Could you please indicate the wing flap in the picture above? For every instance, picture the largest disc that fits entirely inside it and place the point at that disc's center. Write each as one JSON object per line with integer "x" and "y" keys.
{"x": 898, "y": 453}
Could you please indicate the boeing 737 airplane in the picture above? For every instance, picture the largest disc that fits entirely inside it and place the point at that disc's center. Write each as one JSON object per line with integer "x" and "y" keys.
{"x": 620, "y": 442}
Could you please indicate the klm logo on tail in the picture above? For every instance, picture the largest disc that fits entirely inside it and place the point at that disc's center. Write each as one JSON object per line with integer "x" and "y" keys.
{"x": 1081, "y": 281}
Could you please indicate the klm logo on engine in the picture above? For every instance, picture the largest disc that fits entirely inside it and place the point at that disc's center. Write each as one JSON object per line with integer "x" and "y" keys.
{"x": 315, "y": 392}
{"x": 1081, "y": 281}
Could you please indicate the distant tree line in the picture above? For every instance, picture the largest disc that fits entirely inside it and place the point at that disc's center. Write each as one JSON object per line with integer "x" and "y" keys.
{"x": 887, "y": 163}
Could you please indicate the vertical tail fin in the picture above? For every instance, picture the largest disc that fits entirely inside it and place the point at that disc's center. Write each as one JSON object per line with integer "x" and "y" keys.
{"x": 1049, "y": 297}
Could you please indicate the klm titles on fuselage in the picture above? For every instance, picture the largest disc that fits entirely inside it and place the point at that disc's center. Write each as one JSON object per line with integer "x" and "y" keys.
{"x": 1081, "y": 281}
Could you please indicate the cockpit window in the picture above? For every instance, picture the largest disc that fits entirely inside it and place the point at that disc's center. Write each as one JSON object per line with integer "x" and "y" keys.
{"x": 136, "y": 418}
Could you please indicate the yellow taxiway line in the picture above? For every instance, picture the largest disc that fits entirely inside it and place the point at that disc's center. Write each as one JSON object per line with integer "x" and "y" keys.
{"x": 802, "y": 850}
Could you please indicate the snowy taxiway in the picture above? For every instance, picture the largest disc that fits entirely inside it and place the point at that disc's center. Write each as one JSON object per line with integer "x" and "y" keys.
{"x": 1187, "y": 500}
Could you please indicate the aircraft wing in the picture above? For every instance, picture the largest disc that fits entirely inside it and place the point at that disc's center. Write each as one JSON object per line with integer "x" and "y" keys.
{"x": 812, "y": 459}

§

→ Task objective: Rewrite the lines above, changing every "largest disc" to "largest circle" and leaving everything else untouched.

→ Output for this exercise:
Could you please indicate the wing flap in the picture above? For every instance, picture the largest circle that fits entirely inside it and place the point at that disc's center. Write each as one JSON object per line with integer "x" and "y" keys.
{"x": 898, "y": 453}
Could you please indicate the boeing 737 airplane in the picture above? For every instance, picture the largest circle that fits entirely inside it and place the point at that disc's center. Write each as one JSON object per line with integer "x" and "y" keys.
{"x": 620, "y": 442}
Could you please indicate the klm logo on tail in the picture above? For every instance, picture the largest circle that fits entirely inside it and place the point at that disc's center. Write each as one JSON object per line with integer "x" and "y" keys.
{"x": 1081, "y": 281}
Could you please indicate the klm logo on engine in the picture above? For every instance, picture the largest circle that fits entirely inside it and place the point at that disc's center. Write each as one JSON object per line with integer "x" and "y" keys.
{"x": 315, "y": 392}
{"x": 1081, "y": 281}
Could you please indicate the distant tree line in the picture above? For every instance, picture the largest circle that fits entirely inside it and place the point at that disc's center. Write each as one JSON object per line with integer "x" and "y" keys.
{"x": 887, "y": 163}
Could you please indicate the vertical tail fin in the picture above? For every instance, picture the largest circle that fits entirely inside it and place the point at that disc's center. Write each as one JSON object per line with integer "x" and "y" keys.
{"x": 1049, "y": 297}
Could you please indicate the klm titles on fuselage in the picture above? For every instance, picture the largest circle that fits entirely inside it and place the point at that disc's center. Write each as one JSON object per line with integer "x" and "y" keys.
{"x": 1081, "y": 281}
Could you please indicate the cockpit window in the picture above? For every instance, picture the largest circle that fits entirely inside it and place the point at that disc's center. Write each as one JSON object per line with integer "x" and "y" keys.
{"x": 136, "y": 418}
Could you please indicate the yellow taxiway line in the picture above? For every instance, picture the largest circle that fits entirely inside it and place the point at that disc's center. Write each as one JSON object per line with integer "x" and "y" keys.
{"x": 802, "y": 850}
Could you please indicate the snowy taxiway in the picture above? For every instance, picture the largest circle that fits entirely inside it and place the point at that disc's center. Write each as one JSON object per line with integer "x" and "y" keys.
{"x": 1187, "y": 500}
Could you please indicate the aircraft wing in the picture above? For every instance, picture the largest circle that fits entirely inside it and place the point at that disc's center. Write each as one JSON object per line with integer "x" and "y" keys.
{"x": 812, "y": 459}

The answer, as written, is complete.